*The problem*:
Transcribe all of the records precisely as they are presented.

*Source records*:
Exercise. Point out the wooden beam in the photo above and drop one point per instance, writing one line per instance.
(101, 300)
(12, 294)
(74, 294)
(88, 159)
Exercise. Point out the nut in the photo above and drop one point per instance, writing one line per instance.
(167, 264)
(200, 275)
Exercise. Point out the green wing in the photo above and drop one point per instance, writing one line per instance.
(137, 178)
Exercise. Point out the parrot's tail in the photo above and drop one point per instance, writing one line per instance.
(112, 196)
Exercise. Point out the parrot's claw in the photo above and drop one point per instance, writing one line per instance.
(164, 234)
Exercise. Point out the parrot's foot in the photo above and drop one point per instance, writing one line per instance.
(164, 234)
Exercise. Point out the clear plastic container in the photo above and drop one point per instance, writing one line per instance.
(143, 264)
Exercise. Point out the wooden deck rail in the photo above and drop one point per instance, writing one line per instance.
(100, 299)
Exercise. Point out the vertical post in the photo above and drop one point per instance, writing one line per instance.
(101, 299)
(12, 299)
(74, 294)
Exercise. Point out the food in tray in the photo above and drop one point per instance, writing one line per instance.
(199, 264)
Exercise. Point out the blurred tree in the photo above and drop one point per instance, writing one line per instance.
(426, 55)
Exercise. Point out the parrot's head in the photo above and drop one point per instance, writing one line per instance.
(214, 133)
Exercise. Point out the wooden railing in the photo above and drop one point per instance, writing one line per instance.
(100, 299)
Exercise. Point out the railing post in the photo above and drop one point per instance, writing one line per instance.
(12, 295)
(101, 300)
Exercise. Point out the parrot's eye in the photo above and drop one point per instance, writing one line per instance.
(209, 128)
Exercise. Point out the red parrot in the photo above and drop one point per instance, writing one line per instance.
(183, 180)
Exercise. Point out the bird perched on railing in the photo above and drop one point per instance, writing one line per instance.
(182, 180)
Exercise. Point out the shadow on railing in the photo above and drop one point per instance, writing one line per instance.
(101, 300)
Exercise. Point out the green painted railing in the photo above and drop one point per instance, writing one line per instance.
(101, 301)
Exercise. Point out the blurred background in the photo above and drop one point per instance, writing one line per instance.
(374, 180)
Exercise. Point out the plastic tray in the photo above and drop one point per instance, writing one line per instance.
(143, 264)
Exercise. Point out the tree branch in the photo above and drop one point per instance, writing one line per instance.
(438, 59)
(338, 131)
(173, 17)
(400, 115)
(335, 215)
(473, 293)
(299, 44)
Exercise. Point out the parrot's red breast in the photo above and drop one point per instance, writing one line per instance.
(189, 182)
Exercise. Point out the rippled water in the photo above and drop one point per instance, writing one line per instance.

*Reply*:
Exercise. Point out the wooden beam in the photo above and drop one point per instance, writing one line per instance.
(101, 300)
(12, 294)
(74, 294)
(88, 159)
Exercise. Point out the nut in the photo above and drop one point per instance, writing one line per instance.
(167, 264)
(200, 275)
Exercise. Point out the green wing in the photo above and drop one point per instance, writing one line per instance.
(137, 178)
Exercise. Point out the parrot's tail in the photo above and drop one point per instance, writing one line per instance.
(112, 196)
Exercise. Point out the parrot's claw in the photo above and drop one point per instance, writing one line per instance.
(164, 234)
Exercise. Point out the parrot's foot in the photo above and drop one point per instance, writing one line per instance.
(164, 234)
Exercise. Point out the clear plastic container in the photo above and drop one point per instance, writing one line per instance.
(143, 264)
Exercise. Point out the wooden deck rail in the photo above and drop one point per instance, writing one line per instance.
(100, 299)
Exercise. Point out the vertical post in the photo above and drop one point per instance, writing one line per instance.
(101, 299)
(12, 299)
(74, 294)
Exercise. Point out the food in tray in the photo above and drop one point per instance, writing one line per instance.
(199, 264)
Exercise. Point out the blurred tree in the photo above and drop one point per instance, writing one line per instance.
(426, 55)
Exercise. Point out the parrot's head in the photo above and drop one point per instance, writing one line per instance.
(214, 133)
Exercise. Point out the wooden railing in the photo above and drop one point per instance, writing one line per instance.
(100, 299)
Exercise. Point out the railing post in the photo above and drop one point per instance, writing one line per instance.
(12, 295)
(101, 300)
Exercise. Point out the parrot's eye in the photo above and drop one point per instance, writing one line per instance.
(209, 128)
Exercise. Point out the red parrot in the photo above and drop one point per instance, writing one line per instance.
(183, 180)
Exercise. Point out the bird perched on railing in the photo above and drop one point per instance, writing one line per instance.
(182, 180)
Exercise. Point out the shadow on railing in the photo above and drop one point per instance, writing one line per instance.
(101, 300)
Exercise. Point out the green painted railing in the photo above and drop one point per instance, writing one line per instance.
(101, 301)
Exercise. Point out the blurred background in the photo above and drop one point per instance, writing one line per instance.
(374, 180)
Exercise. Point out the plastic tray in the photo above and drop one point per instance, writing one line per instance.
(143, 264)
Exercise. Point out the tree branch in the photo above and drop one point per instance, writing one line per instance.
(438, 59)
(338, 131)
(173, 17)
(400, 115)
(335, 215)
(473, 293)
(299, 44)
Exercise. Point out the parrot's red breast in the photo above and drop one point per instance, writing one line per instance.
(189, 182)
Exercise. Point out the rippled water in the photo above and drop one point per instance, writing one line per instance.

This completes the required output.